Set problem
Please output everything from the line containing "of the pond" down to the end of the material as a Markdown table with the columns "Row" and "Entry," one numbered line per row. Skip blank lines and leave the pictures out.

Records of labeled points
** Begin **

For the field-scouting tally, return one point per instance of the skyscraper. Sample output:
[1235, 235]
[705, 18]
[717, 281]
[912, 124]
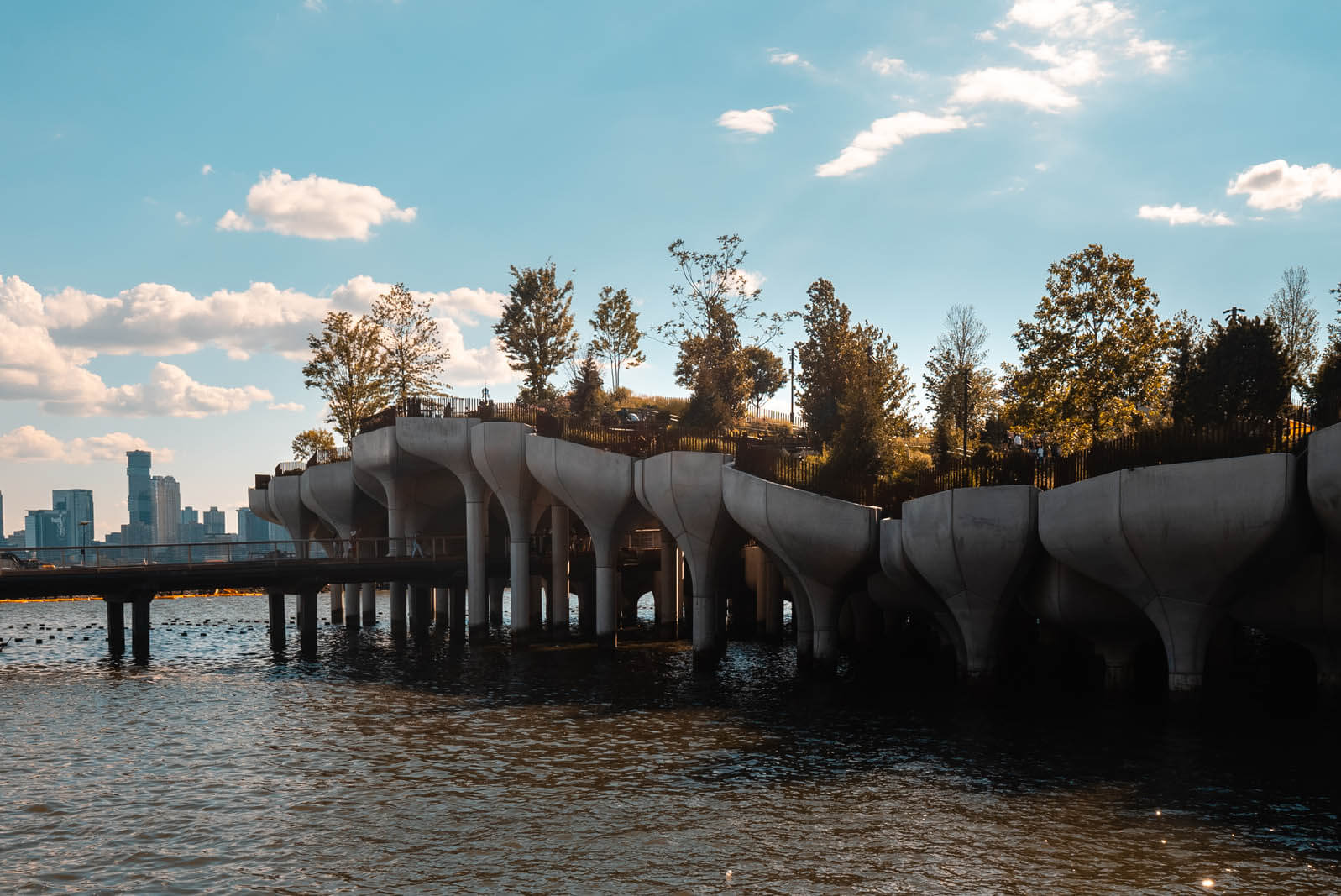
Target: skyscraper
[76, 510]
[139, 500]
[166, 510]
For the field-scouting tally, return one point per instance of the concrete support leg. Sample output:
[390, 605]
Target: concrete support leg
[559, 532]
[442, 608]
[116, 626]
[496, 586]
[422, 609]
[307, 621]
[399, 609]
[139, 626]
[456, 612]
[606, 606]
[369, 602]
[521, 584]
[278, 635]
[476, 548]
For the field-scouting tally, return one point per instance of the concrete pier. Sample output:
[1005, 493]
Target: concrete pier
[1171, 539]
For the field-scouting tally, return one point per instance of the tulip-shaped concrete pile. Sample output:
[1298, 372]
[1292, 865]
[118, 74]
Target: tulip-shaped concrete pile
[908, 593]
[974, 548]
[447, 442]
[498, 451]
[822, 541]
[1171, 539]
[683, 489]
[599, 487]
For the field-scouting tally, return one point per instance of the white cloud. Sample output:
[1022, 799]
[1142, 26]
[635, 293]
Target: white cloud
[888, 66]
[317, 208]
[1278, 184]
[29, 443]
[884, 134]
[1176, 215]
[1068, 18]
[1156, 53]
[1031, 89]
[233, 222]
[750, 121]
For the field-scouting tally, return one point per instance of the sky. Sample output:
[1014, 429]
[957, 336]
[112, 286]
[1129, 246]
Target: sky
[186, 190]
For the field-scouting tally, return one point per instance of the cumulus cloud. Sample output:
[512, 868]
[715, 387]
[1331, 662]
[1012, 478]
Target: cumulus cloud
[1278, 184]
[316, 208]
[884, 134]
[1176, 215]
[750, 121]
[1022, 86]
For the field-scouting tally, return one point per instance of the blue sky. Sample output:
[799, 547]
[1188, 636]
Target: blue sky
[186, 190]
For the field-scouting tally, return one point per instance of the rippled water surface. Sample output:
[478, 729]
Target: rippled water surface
[380, 768]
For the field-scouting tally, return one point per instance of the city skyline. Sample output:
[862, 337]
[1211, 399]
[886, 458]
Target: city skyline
[173, 239]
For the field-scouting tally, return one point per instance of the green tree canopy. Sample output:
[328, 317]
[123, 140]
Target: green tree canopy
[314, 446]
[710, 306]
[1093, 361]
[1239, 372]
[348, 366]
[413, 349]
[537, 330]
[961, 388]
[766, 375]
[615, 333]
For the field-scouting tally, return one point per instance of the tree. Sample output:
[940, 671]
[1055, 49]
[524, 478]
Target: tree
[710, 307]
[585, 386]
[766, 375]
[615, 333]
[873, 408]
[1297, 319]
[314, 446]
[349, 369]
[1093, 363]
[959, 386]
[824, 361]
[1241, 372]
[537, 330]
[413, 350]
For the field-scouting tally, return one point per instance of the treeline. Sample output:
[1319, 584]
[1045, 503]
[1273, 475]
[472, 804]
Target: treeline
[1096, 361]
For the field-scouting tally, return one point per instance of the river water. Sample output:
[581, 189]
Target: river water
[384, 769]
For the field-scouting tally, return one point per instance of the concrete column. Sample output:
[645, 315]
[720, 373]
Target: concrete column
[278, 635]
[442, 606]
[139, 626]
[476, 546]
[496, 586]
[369, 602]
[519, 583]
[116, 626]
[307, 620]
[559, 532]
[399, 610]
[422, 608]
[456, 612]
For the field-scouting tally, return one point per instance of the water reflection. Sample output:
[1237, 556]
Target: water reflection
[385, 768]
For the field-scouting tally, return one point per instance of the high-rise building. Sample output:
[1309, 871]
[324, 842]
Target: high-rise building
[42, 529]
[76, 510]
[166, 510]
[215, 522]
[139, 499]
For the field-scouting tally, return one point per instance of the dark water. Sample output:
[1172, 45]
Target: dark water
[385, 770]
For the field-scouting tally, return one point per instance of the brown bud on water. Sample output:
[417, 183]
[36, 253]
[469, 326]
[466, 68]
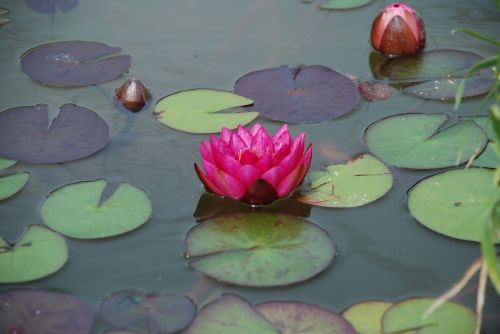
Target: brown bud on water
[132, 94]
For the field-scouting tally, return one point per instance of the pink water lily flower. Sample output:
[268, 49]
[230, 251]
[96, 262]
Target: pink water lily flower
[251, 166]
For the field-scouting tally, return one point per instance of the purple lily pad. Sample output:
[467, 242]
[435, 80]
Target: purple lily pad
[302, 318]
[74, 63]
[41, 312]
[25, 134]
[50, 6]
[309, 94]
[133, 310]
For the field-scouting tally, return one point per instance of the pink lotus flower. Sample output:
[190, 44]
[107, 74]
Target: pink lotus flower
[398, 30]
[252, 166]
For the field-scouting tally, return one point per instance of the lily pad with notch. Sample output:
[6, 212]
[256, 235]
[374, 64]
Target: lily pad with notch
[417, 140]
[74, 63]
[161, 313]
[203, 110]
[38, 253]
[26, 135]
[309, 94]
[77, 210]
[259, 249]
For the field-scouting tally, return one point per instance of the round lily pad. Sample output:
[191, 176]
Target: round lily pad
[26, 135]
[302, 318]
[76, 210]
[416, 141]
[407, 316]
[230, 314]
[203, 110]
[366, 317]
[42, 312]
[455, 203]
[133, 310]
[74, 63]
[308, 94]
[259, 249]
[39, 253]
[357, 183]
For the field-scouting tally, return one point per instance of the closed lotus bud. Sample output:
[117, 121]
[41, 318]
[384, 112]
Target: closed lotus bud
[398, 30]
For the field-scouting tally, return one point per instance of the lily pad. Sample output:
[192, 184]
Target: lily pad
[455, 203]
[133, 310]
[39, 253]
[230, 315]
[301, 318]
[415, 141]
[357, 183]
[308, 94]
[76, 210]
[366, 317]
[259, 249]
[203, 110]
[407, 316]
[42, 312]
[25, 134]
[74, 63]
[436, 74]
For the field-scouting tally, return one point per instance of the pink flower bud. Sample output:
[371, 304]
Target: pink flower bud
[398, 30]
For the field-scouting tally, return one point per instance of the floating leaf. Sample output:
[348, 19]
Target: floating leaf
[25, 134]
[301, 318]
[413, 141]
[203, 110]
[230, 315]
[357, 183]
[259, 249]
[75, 210]
[39, 252]
[407, 316]
[309, 94]
[456, 203]
[74, 63]
[162, 313]
[366, 317]
[42, 312]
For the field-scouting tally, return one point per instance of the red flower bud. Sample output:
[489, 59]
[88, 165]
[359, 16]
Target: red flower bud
[398, 30]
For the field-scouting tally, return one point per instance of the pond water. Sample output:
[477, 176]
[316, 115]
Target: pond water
[383, 253]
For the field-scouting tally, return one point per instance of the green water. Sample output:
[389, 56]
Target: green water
[383, 252]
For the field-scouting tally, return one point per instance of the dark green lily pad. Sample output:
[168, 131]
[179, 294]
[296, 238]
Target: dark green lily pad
[133, 310]
[42, 312]
[39, 253]
[301, 318]
[259, 249]
[26, 135]
[455, 203]
[230, 314]
[407, 317]
[416, 141]
[76, 210]
[359, 182]
[74, 63]
[366, 316]
[203, 110]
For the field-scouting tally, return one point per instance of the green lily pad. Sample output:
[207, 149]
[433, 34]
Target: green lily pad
[407, 316]
[366, 317]
[456, 203]
[415, 141]
[203, 110]
[75, 210]
[343, 4]
[259, 249]
[39, 253]
[356, 183]
[230, 315]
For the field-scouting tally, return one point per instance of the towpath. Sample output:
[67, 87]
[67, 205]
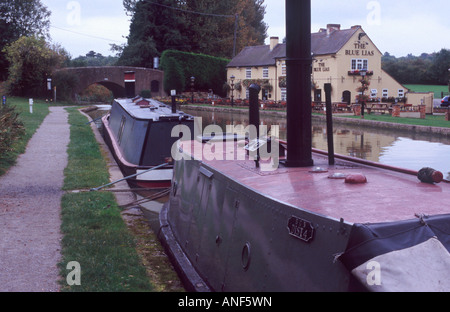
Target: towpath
[30, 206]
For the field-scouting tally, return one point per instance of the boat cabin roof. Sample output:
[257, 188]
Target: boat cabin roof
[148, 109]
[388, 195]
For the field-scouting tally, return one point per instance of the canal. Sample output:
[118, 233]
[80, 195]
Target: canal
[396, 148]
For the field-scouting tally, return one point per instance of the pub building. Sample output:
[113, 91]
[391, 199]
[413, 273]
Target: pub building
[340, 57]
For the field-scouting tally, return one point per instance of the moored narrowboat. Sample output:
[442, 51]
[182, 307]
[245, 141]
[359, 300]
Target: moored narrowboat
[139, 134]
[245, 218]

** End **

Task answer
| Row | Entry |
|---|---|
| 1 | For the field-scouting tally, return one point per instance of the pond water. Sample output: |
| 2 | [477, 176] |
| 3 | [316, 115] |
| 4 | Target: pond water |
| 5 | [383, 253] |
| 6 | For the field-scouting tally, return one point per instance of the green water. Sample output: |
| 7 | [389, 56] |
| 8 | Target: green water |
| 9 | [383, 252] |
| 10 | For the field-scouting tally, return one point per instance of the dark green lily pad. Sample output: |
| 11 | [168, 131] |
| 12 | [179, 294] |
| 13 | [296, 238] |
| 14 | Target: dark green lily pad |
| 15 | [133, 310] |
| 16 | [42, 312] |
| 17 | [39, 253] |
| 18 | [301, 318] |
| 19 | [259, 249] |
| 20 | [26, 135] |
| 21 | [455, 203] |
| 22 | [230, 314] |
| 23 | [407, 317] |
| 24 | [416, 141] |
| 25 | [76, 210] |
| 26 | [359, 182] |
| 27 | [74, 63] |
| 28 | [366, 316] |
| 29 | [203, 110] |
| 30 | For the field-scouting tally, return one point per instance of the green lily pad. Sample output: |
| 31 | [207, 149] |
| 32 | [433, 34] |
| 33 | Target: green lily pad |
| 34 | [407, 316] |
| 35 | [366, 317] |
| 36 | [456, 203] |
| 37 | [415, 141] |
| 38 | [203, 110] |
| 39 | [75, 210] |
| 40 | [343, 4] |
| 41 | [259, 249] |
| 42 | [39, 253] |
| 43 | [356, 183] |
| 44 | [230, 315] |
| 45 | For the field-scouting tally, return one point per instance of the towpath. Sample output: |
| 46 | [67, 87] |
| 47 | [67, 205] |
| 48 | Target: towpath |
| 49 | [30, 206] |
| 50 | For the field-scouting tally, return one point per instance of the boat cabin roof. Sample output: |
| 51 | [257, 188] |
| 52 | Target: boat cabin roof |
| 53 | [148, 109] |
| 54 | [388, 195] |
| 55 | For the field-scouting tally, return one point per instance of the canal. Sample output: |
| 56 | [118, 233] |
| 57 | [80, 195] |
| 58 | Target: canal |
| 59 | [396, 148] |
| 60 | For the field-scouting tally, return one point per instance of the pub building. Sample output: |
| 61 | [113, 91] |
| 62 | [391, 199] |
| 63 | [413, 273] |
| 64 | Target: pub building |
| 65 | [340, 57] |
| 66 | For the field-scouting tally, return one point per instance of the moored narrowboat. Sample output: |
| 67 | [442, 51] |
| 68 | [182, 307] |
| 69 | [245, 141] |
| 70 | [359, 300] |
| 71 | Target: moored narrowboat |
| 72 | [139, 134] |
| 73 | [245, 218] |